#### What is needed
Pull out every line of the records that contains the word "walking", and copy each one without changes.

Object location annotation data:
***

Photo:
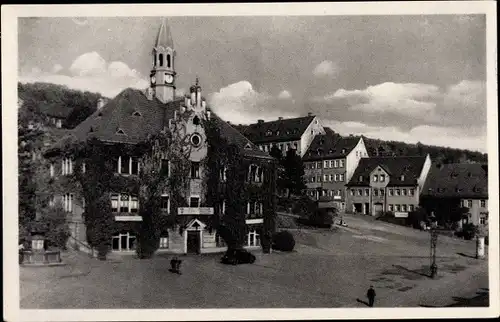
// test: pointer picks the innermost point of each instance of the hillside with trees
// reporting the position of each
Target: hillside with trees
(40, 96)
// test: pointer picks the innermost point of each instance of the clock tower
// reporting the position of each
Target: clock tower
(162, 75)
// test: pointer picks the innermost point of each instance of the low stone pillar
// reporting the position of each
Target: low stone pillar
(480, 247)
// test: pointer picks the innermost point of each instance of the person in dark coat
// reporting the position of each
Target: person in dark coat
(371, 296)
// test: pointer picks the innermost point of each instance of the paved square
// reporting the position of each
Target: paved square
(327, 269)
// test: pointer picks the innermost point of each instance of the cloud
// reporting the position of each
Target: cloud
(284, 94)
(56, 68)
(325, 68)
(426, 134)
(90, 72)
(389, 97)
(240, 103)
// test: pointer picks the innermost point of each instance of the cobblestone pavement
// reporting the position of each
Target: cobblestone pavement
(326, 269)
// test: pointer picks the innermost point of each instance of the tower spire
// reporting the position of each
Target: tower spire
(164, 37)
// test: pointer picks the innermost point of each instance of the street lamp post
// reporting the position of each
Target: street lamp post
(434, 238)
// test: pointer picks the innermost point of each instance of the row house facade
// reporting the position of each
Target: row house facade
(130, 118)
(329, 164)
(286, 134)
(458, 185)
(387, 184)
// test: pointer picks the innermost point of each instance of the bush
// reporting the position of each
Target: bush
(304, 207)
(283, 241)
(322, 218)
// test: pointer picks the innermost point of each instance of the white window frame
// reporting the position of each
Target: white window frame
(68, 202)
(168, 202)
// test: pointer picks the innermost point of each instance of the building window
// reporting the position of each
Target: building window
(253, 238)
(123, 242)
(52, 201)
(194, 202)
(223, 174)
(195, 170)
(165, 168)
(124, 203)
(68, 202)
(67, 166)
(163, 242)
(114, 202)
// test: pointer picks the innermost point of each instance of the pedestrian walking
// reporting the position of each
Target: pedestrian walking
(371, 296)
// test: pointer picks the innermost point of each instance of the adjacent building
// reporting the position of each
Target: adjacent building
(130, 118)
(286, 134)
(387, 184)
(329, 163)
(451, 186)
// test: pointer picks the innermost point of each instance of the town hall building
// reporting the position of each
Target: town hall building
(129, 119)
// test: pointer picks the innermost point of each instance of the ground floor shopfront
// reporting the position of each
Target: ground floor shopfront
(195, 238)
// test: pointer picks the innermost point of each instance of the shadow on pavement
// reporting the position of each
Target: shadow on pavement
(411, 271)
(466, 255)
(363, 302)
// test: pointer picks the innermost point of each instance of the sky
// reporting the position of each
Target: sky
(404, 78)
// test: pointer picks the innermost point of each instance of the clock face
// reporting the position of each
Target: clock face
(169, 79)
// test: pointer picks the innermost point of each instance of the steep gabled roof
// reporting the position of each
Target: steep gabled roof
(56, 110)
(410, 167)
(330, 145)
(130, 118)
(277, 131)
(457, 180)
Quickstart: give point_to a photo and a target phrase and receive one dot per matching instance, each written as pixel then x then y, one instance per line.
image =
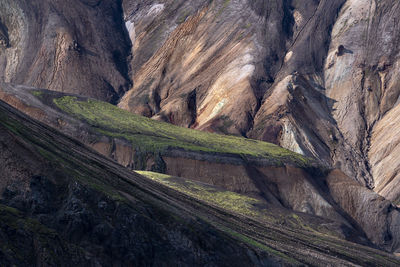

***

#### Worked solution
// test: pointer picks the innermost point of each instance of the pedestrian walking
Target: pedestrian walking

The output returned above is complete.